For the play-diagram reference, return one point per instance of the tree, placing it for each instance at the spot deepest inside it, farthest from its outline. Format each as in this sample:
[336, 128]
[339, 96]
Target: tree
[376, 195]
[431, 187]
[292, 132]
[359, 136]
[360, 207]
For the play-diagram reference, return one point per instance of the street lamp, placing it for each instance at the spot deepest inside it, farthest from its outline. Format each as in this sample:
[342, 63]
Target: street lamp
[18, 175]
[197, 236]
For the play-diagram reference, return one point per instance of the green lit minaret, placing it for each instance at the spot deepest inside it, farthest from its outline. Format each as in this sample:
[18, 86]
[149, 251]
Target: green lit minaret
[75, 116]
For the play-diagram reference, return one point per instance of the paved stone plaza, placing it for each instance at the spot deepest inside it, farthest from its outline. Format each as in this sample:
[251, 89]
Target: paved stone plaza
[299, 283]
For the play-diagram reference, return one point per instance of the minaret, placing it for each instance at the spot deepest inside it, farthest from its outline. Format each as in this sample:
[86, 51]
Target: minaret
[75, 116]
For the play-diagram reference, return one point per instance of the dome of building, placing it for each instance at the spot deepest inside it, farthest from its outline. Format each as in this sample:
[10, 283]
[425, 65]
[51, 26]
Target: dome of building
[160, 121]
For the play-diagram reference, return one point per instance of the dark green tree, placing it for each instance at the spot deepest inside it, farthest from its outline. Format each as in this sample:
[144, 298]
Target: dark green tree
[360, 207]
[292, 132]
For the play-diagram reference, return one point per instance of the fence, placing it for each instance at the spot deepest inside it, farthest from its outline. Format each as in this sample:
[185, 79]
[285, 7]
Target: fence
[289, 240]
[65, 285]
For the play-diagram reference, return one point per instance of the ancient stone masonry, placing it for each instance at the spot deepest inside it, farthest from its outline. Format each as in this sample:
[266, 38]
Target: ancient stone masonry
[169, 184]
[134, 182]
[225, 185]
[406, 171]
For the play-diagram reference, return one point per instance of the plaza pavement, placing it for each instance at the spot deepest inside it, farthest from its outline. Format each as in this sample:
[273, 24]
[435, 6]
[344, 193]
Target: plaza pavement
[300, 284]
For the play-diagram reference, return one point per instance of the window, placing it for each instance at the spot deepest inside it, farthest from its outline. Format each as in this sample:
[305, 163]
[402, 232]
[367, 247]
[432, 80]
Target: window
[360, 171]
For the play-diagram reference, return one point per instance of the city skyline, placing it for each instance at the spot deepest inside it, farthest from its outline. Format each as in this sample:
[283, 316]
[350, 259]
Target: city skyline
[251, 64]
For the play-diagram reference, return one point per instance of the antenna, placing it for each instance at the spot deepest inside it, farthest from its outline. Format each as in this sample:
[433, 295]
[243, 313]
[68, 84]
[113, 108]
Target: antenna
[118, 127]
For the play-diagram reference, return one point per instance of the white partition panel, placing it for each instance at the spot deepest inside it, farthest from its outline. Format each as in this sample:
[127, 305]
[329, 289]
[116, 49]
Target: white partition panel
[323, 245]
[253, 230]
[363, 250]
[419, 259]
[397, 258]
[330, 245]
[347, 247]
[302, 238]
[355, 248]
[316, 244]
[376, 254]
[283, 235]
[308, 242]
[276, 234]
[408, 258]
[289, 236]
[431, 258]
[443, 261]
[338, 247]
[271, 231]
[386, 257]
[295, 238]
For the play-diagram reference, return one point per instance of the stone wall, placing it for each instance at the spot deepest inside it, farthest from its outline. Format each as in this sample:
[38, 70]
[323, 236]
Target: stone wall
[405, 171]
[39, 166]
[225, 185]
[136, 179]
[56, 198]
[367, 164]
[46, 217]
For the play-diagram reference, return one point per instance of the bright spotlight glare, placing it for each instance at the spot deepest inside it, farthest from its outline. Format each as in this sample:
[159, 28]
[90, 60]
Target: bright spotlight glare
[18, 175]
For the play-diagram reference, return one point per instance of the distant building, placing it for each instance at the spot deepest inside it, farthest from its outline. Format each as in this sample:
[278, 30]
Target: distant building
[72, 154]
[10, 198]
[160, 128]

——————

• The problem:
A complete, exact transcription of the records is needed.

• Result of the exercise:
For the play-diagram reference, return one point per instance of the tree, placing it for each instance at the spot deepest inside it, farthest from its outline. Format each as in this sample:
[336, 128]
[339, 96]
Target: tree
[376, 195]
[431, 187]
[292, 132]
[359, 136]
[360, 207]
For the play-diagram reference, return one point per instance of the street lamp, placing it for each instance at the spot deepest inside it, farthest from its outline. Format each as in this sample:
[342, 63]
Target: street lamp
[18, 175]
[197, 236]
For the play-diagram reference, return one point per instance of the green lit minaret, placing it for each instance at the spot deepest inside it, farthest from its outline. Format each as in this sample:
[18, 86]
[149, 251]
Target: green lit minaret
[75, 116]
For the play-diagram reference, return one point per instance of the paved stone plaza, placing it for each instance at the spot deepest inside it, farthest from its outline. Format each as in this sample:
[251, 89]
Target: paved stone plaza
[299, 283]
For the play-diagram reference, return one point per instance of the minaret, placing it for each instance at the spot deepest inside it, farthest from its outline. Format each as in this sample:
[86, 51]
Target: minaret
[75, 116]
For the play-diagram reference, return one point per instance of the dome of building, placing it for each instance at the spot deepest inside it, farthest from its outline. Format each as in this sample:
[10, 283]
[425, 65]
[51, 26]
Target: dome of building
[160, 121]
For the play-diagram reference, return one point per instance of the dark green tree, placing it for each instance at the spot deepest inside it, farthest from its outline. Format each as in this sample:
[144, 298]
Target: dark green tree
[360, 207]
[292, 132]
For the play-diagram reference, return one point per instance of the fence, placing it for each instance at the spot deepest inside it, farthest from its outline. Format each as in this sample:
[185, 79]
[285, 7]
Target: fence
[289, 240]
[65, 285]
For the play-diagram reference, return one point per instance of the ancient stone masonry, placing it for each instance at the spot deepest inside it, farthest from its outline. Format each as in this sample:
[266, 38]
Target: ancient stone masonry
[169, 184]
[134, 182]
[225, 185]
[406, 171]
For the play-diagram reference, return one point per instance of the plaza pavement, placing it for each instance at the spot deepest inside it, farthest from its outline. Format each as in this sample:
[273, 24]
[435, 6]
[344, 193]
Target: plaza pavement
[300, 284]
For the play-diagram reference, return one point per instance of the window, placing it for each instance at the spot deepest inside it, farthest from its outline. Format each as in this sample:
[305, 163]
[402, 232]
[367, 247]
[432, 80]
Target: window
[360, 171]
For the play-diagram reference, return one point per instance of the city skyline, placing it for each instance at the spot deepest inside it, farthest from its outline. Format each as in this sample:
[283, 316]
[350, 259]
Target: city skyline
[251, 64]
For the play-diagram reference, return one point per instance of the antenna, placing it for each instance at the spot deepest inside it, farthest from its outline. Format each as in this sample:
[433, 295]
[243, 313]
[68, 84]
[113, 108]
Target: antenna
[118, 127]
For the play-diagram reference, return one point per instance of the white partition panel, placing it for each instance at the spot deepest inside it, farthest from its outline. Format each as in this sample:
[127, 305]
[329, 289]
[116, 49]
Target: white partition panel
[323, 245]
[253, 230]
[363, 250]
[419, 259]
[397, 258]
[330, 245]
[347, 247]
[302, 238]
[355, 248]
[316, 244]
[376, 254]
[283, 235]
[308, 242]
[276, 234]
[408, 258]
[289, 236]
[431, 258]
[443, 261]
[338, 247]
[271, 231]
[386, 257]
[295, 238]
For the play-diagram reference, return one point per instance of the stone wall, placing it for each instance at the spot deepest inside it, farthest from its outline. Format each as in this sample:
[38, 70]
[323, 236]
Target: stone wall
[405, 171]
[39, 166]
[225, 185]
[136, 179]
[56, 198]
[367, 164]
[46, 217]
For the play-diagram reference, return one point per instance of the bright spotlight glare, placing it for each instance at the spot deepest inside it, farthest from its outline. Format each as in this sample:
[159, 28]
[90, 60]
Target: bright spotlight glare
[18, 175]
For the play-diagram reference, return one point per instance of the distant building, placing it for each instance at the spot deepest inside it, farthest from its outline. Format each as in this sample:
[278, 30]
Target: distant building
[72, 154]
[10, 198]
[160, 128]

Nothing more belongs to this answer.